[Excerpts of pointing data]

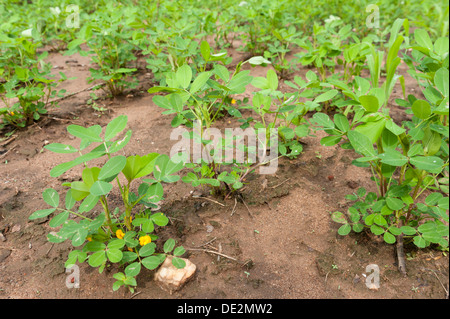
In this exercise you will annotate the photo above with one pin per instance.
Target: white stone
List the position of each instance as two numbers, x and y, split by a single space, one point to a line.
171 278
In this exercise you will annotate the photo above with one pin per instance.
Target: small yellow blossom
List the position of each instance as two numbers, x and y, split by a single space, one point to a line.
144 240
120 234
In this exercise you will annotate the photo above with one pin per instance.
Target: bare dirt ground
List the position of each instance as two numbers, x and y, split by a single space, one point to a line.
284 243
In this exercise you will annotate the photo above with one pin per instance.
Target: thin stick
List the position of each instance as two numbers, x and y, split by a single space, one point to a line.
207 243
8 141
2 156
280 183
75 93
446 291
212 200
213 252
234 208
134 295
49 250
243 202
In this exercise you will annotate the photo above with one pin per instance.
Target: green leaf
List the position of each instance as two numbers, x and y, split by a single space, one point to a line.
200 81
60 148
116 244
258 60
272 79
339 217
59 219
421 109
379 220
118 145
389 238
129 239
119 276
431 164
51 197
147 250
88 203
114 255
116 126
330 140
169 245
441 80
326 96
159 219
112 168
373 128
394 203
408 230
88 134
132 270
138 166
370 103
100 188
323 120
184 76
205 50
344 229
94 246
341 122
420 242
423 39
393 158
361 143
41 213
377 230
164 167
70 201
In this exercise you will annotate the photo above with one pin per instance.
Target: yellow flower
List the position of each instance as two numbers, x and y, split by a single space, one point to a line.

(GIVEN REQUEST): All of the data above should be transcribed verbatim, with pictures omitted.

(ANSWER FOR THIS EXERCISE):
In this exercise you will annotate the photo above with one pin per instance.
Target: white stone
List the position of each instance as two numbers, x and y, split by a single space, one point to a line.
171 278
In this exercise you will annotate the photo above with one pin per instance.
Target: small yellow blossom
List the position of each instance as two numbers, x and y, split by a single space, one point to a line.
144 240
120 234
In this exercise you will annotate the photo above with one pin per instance.
Target: bare dirt ground
List the position of each instance as two numbers, x and y, split by a single space, one point to a line.
284 243
In this exercise you will annotate the photo above with one pin per instance.
Target: thin stick
List the position of each instance as two numbers, x and y, split by a single space, one point to a line.
207 243
8 141
2 156
280 183
75 93
446 291
212 200
213 252
234 208
134 295
49 250
243 202
In this exercise you will annotate the photo above with one pin per instance.
Target: green leaf
List the position of each instance as two numbers, x and y, split by a single space, one point to a line.
200 81
60 148
116 244
258 60
272 79
339 217
59 219
421 109
379 220
118 145
389 238
129 239
119 276
431 164
51 197
147 250
88 203
114 255
116 126
330 140
169 245
441 80
326 96
159 219
112 168
373 128
394 203
408 230
88 134
132 270
138 166
370 103
100 188
323 120
184 76
205 50
344 229
94 246
341 122
420 242
423 39
393 158
361 143
41 213
377 230
164 167
70 201
In this exercise you will annotate the photo above with one pin per instance.
Target: yellow flower
List the position of each instance as two numbers, x and y, split by a single space, one point to a line.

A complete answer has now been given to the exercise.